■ Trecho do documento ■
──────────────────────────────

Em condições normais, quando atacamos a partir de uma linha de três, o lateral sobe metros e abre o campo, enquanto o ponta pode tanto entrar em diagonal (é o que eu prefiro) quanto pode ficar no mesmo corredor do lateral – ainda que isso signifique que um possa anular o outro. De qualquer forma, a ideia básica é: o lateral, provavelmente, será responsável por abrir o campo.
Guardiola (digo, especialmente ele) causou um certo transtorno quando sugeriu, ao invés disso, que o lateral partisse de dentro, enquanto o ponta recua metros, ocupando, em certa medida, o espaço do lateral. Ou seja, se meu zagueiro pela direita, em condições normais, teria o lateral como opção imediata de passe por fora, agora a opção imediata não mais será o lateral, mas o ponta (que, não se esqueça, provavelmente estará às costas do ponta adversário). Com jogadores fortes no 1 v 1, como Arjen Robben, Douglas Costa, Frank Ribery, Leroy Sané, Raheem Sterling e vários outros, essa realmente se tornou uma opção muito interessante ao longo do tempo, uma vez que permitiu, simultaneamente, reforçar o corredor central, criando pelo menos duas superioridades (numérica e posicional), ao mesmo tempo em que potencializou a qualidade dos pontas, permitindo que pudessem driblar em espaços menos congestionados a priori. Junte a isso a possibilidade de que os pontas tenham pés invertidos (canhoto pela direita e vice-versa), e os cenários podem ser ainda mais interessantes, especialmente para equipes que pretendem atacar por dentro.

──────────────────────────────

■ Tarefa curta ■
Reproduza o texto sobre o posicionamento de laterais e pontas entre "Em condições normais, quando" e "abrir o campo.", inclusive, renomeando "lateral" para "ala" em todo o trecho. As linhas não desempenham papel algum nesta atividade.

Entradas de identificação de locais
──────────────────────────────

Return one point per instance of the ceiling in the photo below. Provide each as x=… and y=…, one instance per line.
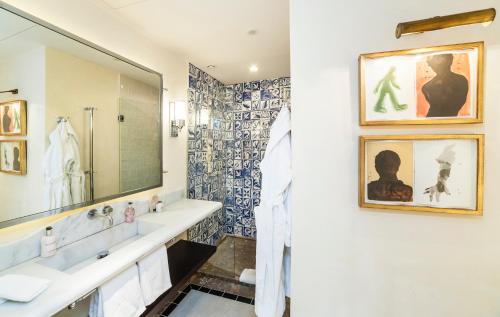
x=216, y=32
x=19, y=35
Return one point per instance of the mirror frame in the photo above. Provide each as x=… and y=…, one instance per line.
x=71, y=36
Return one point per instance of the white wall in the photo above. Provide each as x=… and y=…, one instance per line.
x=352, y=262
x=87, y=20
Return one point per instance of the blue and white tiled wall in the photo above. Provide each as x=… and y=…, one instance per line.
x=224, y=155
x=255, y=106
x=208, y=231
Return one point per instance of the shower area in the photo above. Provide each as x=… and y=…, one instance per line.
x=228, y=131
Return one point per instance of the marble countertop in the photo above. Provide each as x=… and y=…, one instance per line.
x=67, y=288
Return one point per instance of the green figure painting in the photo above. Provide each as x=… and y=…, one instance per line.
x=386, y=87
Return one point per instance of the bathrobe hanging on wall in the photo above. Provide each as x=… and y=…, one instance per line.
x=65, y=181
x=272, y=219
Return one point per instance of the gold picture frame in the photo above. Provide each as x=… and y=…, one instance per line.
x=428, y=163
x=466, y=65
x=13, y=161
x=14, y=120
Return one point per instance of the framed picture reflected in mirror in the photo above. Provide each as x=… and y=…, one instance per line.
x=13, y=157
x=13, y=118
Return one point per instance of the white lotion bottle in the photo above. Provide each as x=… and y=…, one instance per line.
x=48, y=243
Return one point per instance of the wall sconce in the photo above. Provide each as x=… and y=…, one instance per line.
x=442, y=22
x=204, y=117
x=177, y=117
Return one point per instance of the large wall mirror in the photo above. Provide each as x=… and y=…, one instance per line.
x=78, y=124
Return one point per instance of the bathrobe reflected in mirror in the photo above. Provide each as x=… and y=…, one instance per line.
x=273, y=221
x=64, y=178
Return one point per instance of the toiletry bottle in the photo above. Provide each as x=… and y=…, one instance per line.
x=48, y=243
x=159, y=206
x=129, y=213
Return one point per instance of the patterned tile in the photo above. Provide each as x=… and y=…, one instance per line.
x=224, y=155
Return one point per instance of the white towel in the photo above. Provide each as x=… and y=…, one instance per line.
x=248, y=276
x=120, y=297
x=21, y=288
x=154, y=275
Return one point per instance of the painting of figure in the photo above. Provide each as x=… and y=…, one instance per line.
x=386, y=87
x=443, y=86
x=390, y=171
x=432, y=85
x=434, y=173
x=13, y=157
x=445, y=160
x=13, y=118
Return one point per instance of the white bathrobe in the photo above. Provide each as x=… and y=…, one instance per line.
x=273, y=221
x=64, y=178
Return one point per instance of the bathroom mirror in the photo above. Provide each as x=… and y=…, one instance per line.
x=78, y=124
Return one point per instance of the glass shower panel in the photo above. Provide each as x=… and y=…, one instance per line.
x=139, y=143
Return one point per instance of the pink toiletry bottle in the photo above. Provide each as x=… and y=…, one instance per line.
x=129, y=213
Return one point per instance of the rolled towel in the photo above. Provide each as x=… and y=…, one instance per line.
x=21, y=288
x=154, y=275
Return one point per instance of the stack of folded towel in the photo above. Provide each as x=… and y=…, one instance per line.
x=21, y=288
x=127, y=294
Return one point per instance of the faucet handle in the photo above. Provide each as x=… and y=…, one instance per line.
x=107, y=210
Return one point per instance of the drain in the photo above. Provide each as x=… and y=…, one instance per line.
x=102, y=254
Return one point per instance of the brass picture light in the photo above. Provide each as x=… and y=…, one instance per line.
x=447, y=21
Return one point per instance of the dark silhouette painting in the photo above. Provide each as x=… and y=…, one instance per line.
x=388, y=187
x=447, y=91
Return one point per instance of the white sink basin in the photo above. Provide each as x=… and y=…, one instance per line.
x=80, y=254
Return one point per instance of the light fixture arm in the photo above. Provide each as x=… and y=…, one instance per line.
x=447, y=21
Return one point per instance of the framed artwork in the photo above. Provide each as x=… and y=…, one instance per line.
x=433, y=173
x=13, y=157
x=434, y=85
x=13, y=118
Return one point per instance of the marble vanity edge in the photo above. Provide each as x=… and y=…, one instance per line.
x=73, y=228
x=100, y=272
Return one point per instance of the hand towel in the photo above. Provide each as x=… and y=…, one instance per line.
x=154, y=275
x=248, y=276
x=21, y=288
x=119, y=297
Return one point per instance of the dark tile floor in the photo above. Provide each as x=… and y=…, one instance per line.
x=219, y=275
x=234, y=254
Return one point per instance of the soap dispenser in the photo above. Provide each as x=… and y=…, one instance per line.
x=48, y=243
x=130, y=213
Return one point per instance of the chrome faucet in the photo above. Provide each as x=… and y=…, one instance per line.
x=106, y=213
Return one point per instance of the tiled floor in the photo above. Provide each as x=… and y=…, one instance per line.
x=199, y=304
x=234, y=254
x=197, y=300
x=218, y=281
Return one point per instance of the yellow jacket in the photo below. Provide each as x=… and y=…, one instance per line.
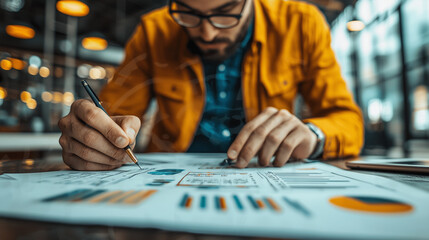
x=290, y=53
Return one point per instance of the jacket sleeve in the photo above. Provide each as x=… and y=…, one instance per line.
x=324, y=90
x=129, y=92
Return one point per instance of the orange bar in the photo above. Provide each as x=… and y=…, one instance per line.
x=117, y=199
x=274, y=205
x=188, y=202
x=222, y=203
x=138, y=197
x=103, y=196
x=260, y=203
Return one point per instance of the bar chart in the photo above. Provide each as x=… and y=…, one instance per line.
x=100, y=196
x=224, y=203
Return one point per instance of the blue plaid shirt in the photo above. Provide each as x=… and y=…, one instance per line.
x=223, y=115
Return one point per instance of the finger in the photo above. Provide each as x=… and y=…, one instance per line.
x=244, y=134
x=77, y=163
x=286, y=148
x=93, y=139
x=130, y=124
x=273, y=141
x=87, y=112
x=92, y=155
x=258, y=136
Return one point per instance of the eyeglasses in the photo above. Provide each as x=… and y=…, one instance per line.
x=191, y=19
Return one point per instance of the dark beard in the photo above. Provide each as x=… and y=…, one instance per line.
x=214, y=55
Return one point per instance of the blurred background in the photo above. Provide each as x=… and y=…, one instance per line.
x=47, y=46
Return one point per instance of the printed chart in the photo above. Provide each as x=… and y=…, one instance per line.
x=371, y=204
x=223, y=203
x=102, y=196
x=218, y=179
x=299, y=200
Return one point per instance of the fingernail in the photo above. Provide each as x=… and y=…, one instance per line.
x=233, y=154
x=131, y=133
x=121, y=141
x=240, y=163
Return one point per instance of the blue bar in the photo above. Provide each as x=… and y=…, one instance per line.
x=217, y=202
x=184, y=199
x=203, y=202
x=297, y=206
x=66, y=196
x=238, y=202
x=268, y=204
x=89, y=195
x=253, y=202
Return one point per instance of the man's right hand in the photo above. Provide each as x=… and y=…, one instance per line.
x=91, y=140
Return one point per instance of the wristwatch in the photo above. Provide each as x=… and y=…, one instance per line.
x=318, y=150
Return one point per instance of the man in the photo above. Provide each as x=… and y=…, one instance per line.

──────────────────────────────

■ Resultado esperado ■
Em condições normais, quando atacamos a partir de uma linha de três, o ala sobe metros e abre o campo, enquanto o ponta pode tanto entrar em diagonal (é o que eu prefiro) quanto pode ficar no mesmo corredor do ala – ainda que isso signifique que um possa anular o outro. De qualquer forma, a ideia básica é: o ala, provavelmente, será responsável por abrir o campo.